[Stated exercise 1]: In the passage on social data analytics below, retype the part that opens with the words containing "Social data analytics With" and closes with "language communication nuances.".
[Stated exercise 2]: Condense the paragraph of the passage on social data analytics that begins "Social data analytics is the processing of social data", keeping its main facts.

[Page text]:

________________

Social data is usually big data, because we’re talking about masses of data collected from social media. However it’s not big data that makes social analytics distinctive, rather it is the ability to derive required insights from such unstructured data. In short: it’s not just about the amount of data you have. It’s about understanding what that data is trying to tell you – and revealing non-obvious factors which influence that understanding.

Social data is generated by people

Social data analytics With the Internet we have moved from connecting systems to connecting people, and people have created data which we call social data. Unlike machine-to-machine data social data is not structured and systemised data with strict protocols, but rather is unstructured and contains the entire range of human language communication nuances.

Social data analytics is the processing of social data with an objective in mind. The objectives could be predictive – predicting box office success – or to gain insights around public sentiment about an issue. Because the range of objectives is so broad social data analytics often requires the connection, or mashup, of several analytics tools or systems.

What is social data analytics?

All social data analytics comprises three core functions:

  1. Firstly, the collection of data generated from social networking sites (or through social applications);
  2. Secondly, sophisticated analysis of that data, in many cases requiring real-time (or near real-time) data analytics, and including measurements which understand and appropriately weigh factors such as influence, reach, and relevancy, and an understanding of the context of the data being analysed, including time horizon considerations; and lastly,
  3. Reporting of the findings in ways which best inform the objectives, and which may have to be used programmatically to drive further business actions.

In short, social data analytics involves the analysis of social media in order to understand and surface insights which are embedded within the data. These insights include insights not only about data and potential outcomes, but about people themselves. That’s a dramatic new power derived from social data – personality insights.

Now, although we’ve said that social data is data generated by people an essential component of social data is the associated meta-data generated by the social media systems e.g. Facebook, from where the data has been extracted. The analysis systems also have to make best use of this meta-data (for example time/data data and location data, or from Facebook the Social Graph which links you to your friends and interests).

________________

[Supplied material]:

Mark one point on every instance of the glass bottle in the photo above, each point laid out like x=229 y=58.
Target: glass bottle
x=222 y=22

________________

[Full solution 1]:
Social data analytics With the Internet we have moved from connecting systems to connecting people, and people have created data which we call social data. Unlike machine-to-machine data social data is not structured and systemised data with strict protocols, but rather is unstructured and contains the entire range of human language communication nuances.

[Full solution 2]: Social data analytics processes social data toward a defined objective. That objective may be predictive, such as forecasting box office success, or may involve understanding public sentiment about an issue. Because objectives vary so widely, the work often requires connecting, or mashing up, several analytics tools or systems.